EXERCISE 1 ::
How would you put "There's no circular dependency issue here." into Spanish? The sentence comes from the reply about the rdma cgroup patch below.

╭─ SOURCE DOCUMENT

Re: [PATCHv3 1/3] rdmacg: Added rdma cgroup controller.

Parav Pandit <pandit.parav@xxxxxxxxx> · Sun, 31 Jan 2016 02:14:13 +0530

Hi Tejun,

On Sun, Jan 31, 2016 at 12:00 AM, Tejun Heo <tj@xxxxxxxxxx> wrote:
> Hello,
>
> On Sat, Jan 30, 2016 at 08:53:05PM +0530, Parav Pandit wrote:
>> +#ifdef CONFIG_CGROUP_RDMA
>> +#define RDMACG_MAX_RESOURCE_INDEX (64)
>
> The list of resources are known at compile time.  Why is this separate
> fixed number necessary?
>
Its not necessary. It was carry forwarded from older design. I will
remove in v4.

>> +struct match_token;
>
> There's no circular dependency issue here.  Include the appropriate
> header.

o.k. I will fix it.

>
>> +struct rdmacg_device;
>> +
>> +struct rdmacg_pool_info {
>> +     struct match_token *resource_table;
>> +     int resource_count;
>> +};
>> +
>> +struct rdmacg_resource_pool_ops {
>> +     struct rdmacg_pool_info*
>> +             (*get_resource_pool_tokens)(struct rdmacg_device *);
>> +};
>
> Why does it need external op table?  The types of resources are gonna
> be fixed at compile time.
IB modules are kernel loadable modules which are defining the resource.
So array size and their names are not defined at compile time of rdma
cgroup code.
Kernel code also cannot depend on loadable module file either via
inclusion as that in v2 patch.
That leads to crash when loadable modules are upgraded.

╰─
╭─ DATA FOR THE TASK

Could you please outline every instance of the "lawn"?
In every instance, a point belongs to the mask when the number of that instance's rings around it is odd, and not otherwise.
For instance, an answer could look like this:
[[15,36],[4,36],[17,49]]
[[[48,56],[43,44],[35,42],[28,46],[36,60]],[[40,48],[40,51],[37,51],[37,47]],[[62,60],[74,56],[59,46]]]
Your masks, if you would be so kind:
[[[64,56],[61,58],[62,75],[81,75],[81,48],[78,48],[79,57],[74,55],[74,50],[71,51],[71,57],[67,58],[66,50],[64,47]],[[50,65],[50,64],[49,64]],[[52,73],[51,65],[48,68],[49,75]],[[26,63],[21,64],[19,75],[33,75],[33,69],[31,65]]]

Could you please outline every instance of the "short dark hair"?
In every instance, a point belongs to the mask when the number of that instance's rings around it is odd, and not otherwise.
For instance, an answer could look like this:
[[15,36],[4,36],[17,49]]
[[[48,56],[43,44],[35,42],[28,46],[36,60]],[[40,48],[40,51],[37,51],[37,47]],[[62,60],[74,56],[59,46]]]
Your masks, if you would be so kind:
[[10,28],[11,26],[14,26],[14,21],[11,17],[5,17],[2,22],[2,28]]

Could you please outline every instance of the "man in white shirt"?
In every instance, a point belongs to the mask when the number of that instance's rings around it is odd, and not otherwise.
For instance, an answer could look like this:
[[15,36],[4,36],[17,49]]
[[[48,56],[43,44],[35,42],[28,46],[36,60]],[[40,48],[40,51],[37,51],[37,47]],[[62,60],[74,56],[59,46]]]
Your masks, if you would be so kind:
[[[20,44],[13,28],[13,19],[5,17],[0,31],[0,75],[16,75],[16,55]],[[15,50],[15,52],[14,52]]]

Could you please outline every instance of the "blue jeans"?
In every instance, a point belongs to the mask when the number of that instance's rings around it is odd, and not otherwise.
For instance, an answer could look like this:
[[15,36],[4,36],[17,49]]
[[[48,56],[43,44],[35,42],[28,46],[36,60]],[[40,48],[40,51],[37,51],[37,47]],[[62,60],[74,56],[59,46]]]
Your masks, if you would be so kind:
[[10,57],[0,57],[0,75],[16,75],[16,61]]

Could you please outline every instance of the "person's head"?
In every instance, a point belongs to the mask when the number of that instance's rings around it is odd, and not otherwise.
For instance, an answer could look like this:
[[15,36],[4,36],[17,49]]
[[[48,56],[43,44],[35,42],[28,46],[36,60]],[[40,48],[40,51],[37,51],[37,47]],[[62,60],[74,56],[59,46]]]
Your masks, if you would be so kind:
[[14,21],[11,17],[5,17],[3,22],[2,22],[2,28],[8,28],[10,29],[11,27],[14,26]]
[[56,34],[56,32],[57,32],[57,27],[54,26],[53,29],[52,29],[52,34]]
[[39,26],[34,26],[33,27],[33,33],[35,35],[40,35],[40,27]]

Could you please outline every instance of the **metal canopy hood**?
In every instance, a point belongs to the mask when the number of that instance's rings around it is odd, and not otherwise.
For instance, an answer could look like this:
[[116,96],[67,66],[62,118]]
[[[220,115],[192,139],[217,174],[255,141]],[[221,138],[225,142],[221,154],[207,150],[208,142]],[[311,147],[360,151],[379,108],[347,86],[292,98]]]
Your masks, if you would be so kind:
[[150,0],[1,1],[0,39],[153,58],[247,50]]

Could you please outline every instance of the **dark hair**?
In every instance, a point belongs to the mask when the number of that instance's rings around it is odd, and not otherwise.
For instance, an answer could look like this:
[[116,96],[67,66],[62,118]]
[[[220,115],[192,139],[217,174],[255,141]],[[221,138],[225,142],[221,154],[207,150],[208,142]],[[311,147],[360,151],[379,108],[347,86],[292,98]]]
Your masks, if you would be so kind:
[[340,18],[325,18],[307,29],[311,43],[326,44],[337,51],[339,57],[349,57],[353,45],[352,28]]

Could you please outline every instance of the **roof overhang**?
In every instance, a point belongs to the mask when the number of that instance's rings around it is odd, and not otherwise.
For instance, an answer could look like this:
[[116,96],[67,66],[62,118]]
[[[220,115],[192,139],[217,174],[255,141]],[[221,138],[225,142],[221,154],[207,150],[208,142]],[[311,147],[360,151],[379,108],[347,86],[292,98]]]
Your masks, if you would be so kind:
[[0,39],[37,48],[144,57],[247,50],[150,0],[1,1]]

╰─

EXERCISE 2 ::
Could you copy down the stretch of the records from their start through the line that contains "[[10,57],[0,57],[0,75],[16,75],[16,61]]", both ends included, with each line unchanged?

WRITTEN RESPONSE 1 ::
Aquí no hay ningún problema de dependencia circular.

WRITTEN RESPONSE 2 ::
Could you please outline every instance of the "lawn"?
In every instance, a point belongs to the mask when the number of that instance's rings around it is odd, and not otherwise.
For instance, an answer could look like this:
[[15,36],[4,36],[17,49]]
[[[48,56],[43,44],[35,42],[28,46],[36,60]],[[40,48],[40,51],[37,51],[37,47]],[[62,60],[74,56],[59,46]]]
Your masks, if you would be so kind:
[[[64,56],[61,58],[62,75],[81,75],[81,48],[78,48],[79,57],[74,55],[74,50],[71,51],[71,57],[67,58],[66,50],[64,47]],[[50,65],[50,64],[49,64]],[[52,73],[51,65],[48,68],[49,75]],[[26,63],[21,64],[19,75],[33,75],[33,69],[31,65]]]

Could you please outline every instance of the "short dark hair"?
In every instance, a point belongs to the mask when the number of that instance's rings around it is odd, and not otherwise.
For instance, an answer could look like this:
[[15,36],[4,36],[17,49]]
[[[48,56],[43,44],[35,42],[28,46],[36,60]],[[40,48],[40,51],[37,51],[37,47]],[[62,60],[74,56],[59,46]]]
Your masks, if you would be so kind:
[[10,28],[11,26],[14,26],[14,21],[11,17],[5,17],[2,22],[2,28]]

Could you please outline every instance of the "man in white shirt"?
In every instance, a point belongs to the mask when the number of that instance's rings around it is odd, and not otherwise.
For instance, an answer could look like this:
[[15,36],[4,36],[17,49]]
[[[48,56],[43,44],[35,42],[28,46],[36,60]],[[40,48],[40,51],[37,51],[37,47]],[[62,60],[74,56],[59,46]]]
Your masks, if you would be so kind:
[[[20,44],[13,28],[13,19],[5,17],[0,31],[0,75],[16,75],[16,55]],[[15,50],[15,52],[14,52]]]

Could you please outline every instance of the "blue jeans"?
In every instance, a point belongs to the mask when the number of that instance's rings around it is odd, and not otherwise.
For instance, an answer could look like this:
[[15,36],[4,36],[17,49]]
[[[48,56],[43,44],[35,42],[28,46],[36,60]],[[40,48],[40,51],[37,51],[37,47]],[[62,60],[74,56],[59,46]]]
Your masks, if you would be so kind:
[[10,57],[0,57],[0,75],[16,75],[16,61]]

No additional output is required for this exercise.